▸ **ABOUT THIS EXERCISE**
The expected output is every entry that follows, reproduced exactly.

[[ DATA open ]]

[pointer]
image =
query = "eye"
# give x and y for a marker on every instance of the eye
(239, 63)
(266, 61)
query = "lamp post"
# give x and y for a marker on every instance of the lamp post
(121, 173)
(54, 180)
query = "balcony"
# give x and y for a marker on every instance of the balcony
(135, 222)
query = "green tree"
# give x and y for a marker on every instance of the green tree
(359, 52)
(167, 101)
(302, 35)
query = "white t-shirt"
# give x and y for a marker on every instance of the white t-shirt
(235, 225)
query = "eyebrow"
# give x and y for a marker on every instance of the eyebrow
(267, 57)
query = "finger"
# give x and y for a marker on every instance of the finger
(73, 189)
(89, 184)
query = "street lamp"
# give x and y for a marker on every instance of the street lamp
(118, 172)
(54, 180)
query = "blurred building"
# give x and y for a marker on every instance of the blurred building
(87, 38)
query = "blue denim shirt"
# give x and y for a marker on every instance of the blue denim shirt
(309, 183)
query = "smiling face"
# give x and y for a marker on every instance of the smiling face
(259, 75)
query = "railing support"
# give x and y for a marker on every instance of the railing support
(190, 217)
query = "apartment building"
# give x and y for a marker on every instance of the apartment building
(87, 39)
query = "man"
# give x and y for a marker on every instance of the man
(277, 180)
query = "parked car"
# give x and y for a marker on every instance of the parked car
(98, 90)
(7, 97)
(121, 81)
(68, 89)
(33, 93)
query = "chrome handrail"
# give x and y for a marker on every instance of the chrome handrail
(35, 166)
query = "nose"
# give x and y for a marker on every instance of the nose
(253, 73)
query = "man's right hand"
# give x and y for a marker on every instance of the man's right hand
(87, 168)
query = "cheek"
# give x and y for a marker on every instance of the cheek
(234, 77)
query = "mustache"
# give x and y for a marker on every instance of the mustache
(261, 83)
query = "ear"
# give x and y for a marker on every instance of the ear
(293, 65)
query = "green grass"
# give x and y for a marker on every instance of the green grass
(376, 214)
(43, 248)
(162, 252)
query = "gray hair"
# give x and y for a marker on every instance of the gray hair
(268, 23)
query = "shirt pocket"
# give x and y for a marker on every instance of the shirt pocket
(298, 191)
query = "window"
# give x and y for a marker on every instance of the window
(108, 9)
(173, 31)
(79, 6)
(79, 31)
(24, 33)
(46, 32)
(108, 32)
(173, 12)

[[ DATA closed ]]

▸ **RESPONSE TO THIS EXERCISE**
[pointer]
image =
query = "eye"
# give x and y for a marker on every instance of the eye
(239, 63)
(266, 61)
query = "lamp post"
# give x and y for a marker on every instance of the lamp post
(121, 173)
(54, 180)
query = "balcony"
# give x and y for a marker on every instance of the balcony
(135, 222)
query = "green tree"
# give x and y for a marker on every instance of the green tree
(359, 52)
(167, 101)
(302, 35)
query = "white t-shirt"
# give x and y for a marker on every instance of the white t-shirt
(235, 225)
query = "eyebrow"
# give x and y for a marker on every instance of the eyebrow
(267, 57)
query = "finger"
# give x and y for a marker on every instance of the finger
(73, 189)
(89, 184)
query = "street lamp"
# give x and y for a marker on every instance of the street lamp
(118, 172)
(54, 180)
query = "blurred building"
# give x and y for a marker on every instance of the blurred building
(87, 38)
query = "blue denim shirt"
# give x and y for a marker on every instance of the blue denim shirt
(309, 183)
query = "smiling face"
# give x and y for a marker on every instance of the smiling face
(259, 75)
query = "railing support"
# give x and y for a marker on every instance of the railing support
(190, 217)
query = "apartment building"
# give x and y for a marker on every instance of the apartment building
(87, 39)
query = "man"
# give x and y for a marker on every instance of the man
(277, 180)
query = "parked car"
# give x and y for a marker on every instance of the parked car
(98, 90)
(7, 97)
(121, 81)
(68, 89)
(33, 93)
query = "chrome handrail"
# give x and y for a marker on every instance of the chrome handrail
(35, 166)
query = "nose"
# give x and y for a marker on every instance of the nose
(253, 73)
query = "man's right hand"
# give x and y for a marker on every instance of the man's right hand
(87, 168)
query = "cheek"
# give x and y for a marker on every instance of the cheek
(234, 77)
query = "mustache"
# give x and y for a marker on every instance of the mustache
(261, 83)
query = "ear"
# give x and y for a marker on every instance of the ear
(293, 65)
query = "green grass"
# give x and y for a marker on every instance of the green grass
(376, 214)
(43, 248)
(162, 252)
query = "gray hair"
# give x and y for a marker on every instance of the gray hair
(268, 23)
query = "shirt pocket"
# give x and y for a marker on every instance of the shirt pocket
(298, 191)
query = "window"
# give x and y for a marker on every instance of the window
(108, 9)
(173, 31)
(79, 6)
(79, 31)
(24, 33)
(46, 32)
(108, 32)
(173, 12)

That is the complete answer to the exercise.